- WHAT IS EXPECTED -
Write out the listing below from the line containing "hillside in the photo above." to its last line, unaltered, ends included.

Object position labeling entries:
*-*-*
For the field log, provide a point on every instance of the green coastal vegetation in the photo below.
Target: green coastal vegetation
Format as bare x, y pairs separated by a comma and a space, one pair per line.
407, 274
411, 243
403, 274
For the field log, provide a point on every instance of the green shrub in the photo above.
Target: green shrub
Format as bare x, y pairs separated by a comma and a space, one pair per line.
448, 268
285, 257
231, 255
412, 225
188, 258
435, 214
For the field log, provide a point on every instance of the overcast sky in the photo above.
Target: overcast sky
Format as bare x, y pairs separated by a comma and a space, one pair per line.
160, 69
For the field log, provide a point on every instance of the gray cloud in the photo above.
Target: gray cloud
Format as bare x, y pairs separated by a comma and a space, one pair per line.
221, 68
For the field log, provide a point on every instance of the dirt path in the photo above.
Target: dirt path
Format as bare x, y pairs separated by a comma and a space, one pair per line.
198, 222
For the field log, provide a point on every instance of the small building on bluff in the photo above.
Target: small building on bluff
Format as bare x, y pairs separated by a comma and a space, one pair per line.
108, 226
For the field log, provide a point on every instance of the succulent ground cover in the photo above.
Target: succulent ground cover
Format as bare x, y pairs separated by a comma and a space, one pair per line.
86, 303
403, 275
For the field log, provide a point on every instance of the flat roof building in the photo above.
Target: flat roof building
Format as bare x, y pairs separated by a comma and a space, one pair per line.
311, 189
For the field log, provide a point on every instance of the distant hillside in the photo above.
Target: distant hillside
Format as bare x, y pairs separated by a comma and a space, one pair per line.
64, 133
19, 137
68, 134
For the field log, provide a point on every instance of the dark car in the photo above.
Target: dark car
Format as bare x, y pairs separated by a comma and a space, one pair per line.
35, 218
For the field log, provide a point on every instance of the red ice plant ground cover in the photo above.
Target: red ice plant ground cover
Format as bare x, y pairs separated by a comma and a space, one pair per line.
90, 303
*-*-*
- CORRECT RESULT -
For the field log, provide a point on every instance of the distant hillside in the photo above.
Target: distant hillside
Format as bare x, y pairs separated by a comma and a space, one pair per line.
64, 133
19, 137
68, 134
For the field log, provide a point on every instance of the dark car in the photo above.
Target: dark car
Format as bare x, y pairs separated by a comma and a space, one pair per line.
35, 218
For the field log, provide a point on every instance of the red ice plant ground cover in the photo above.
Target: red ice plant ground cover
Format as bare x, y pairs separated by a comma and a space, one pair per line.
90, 303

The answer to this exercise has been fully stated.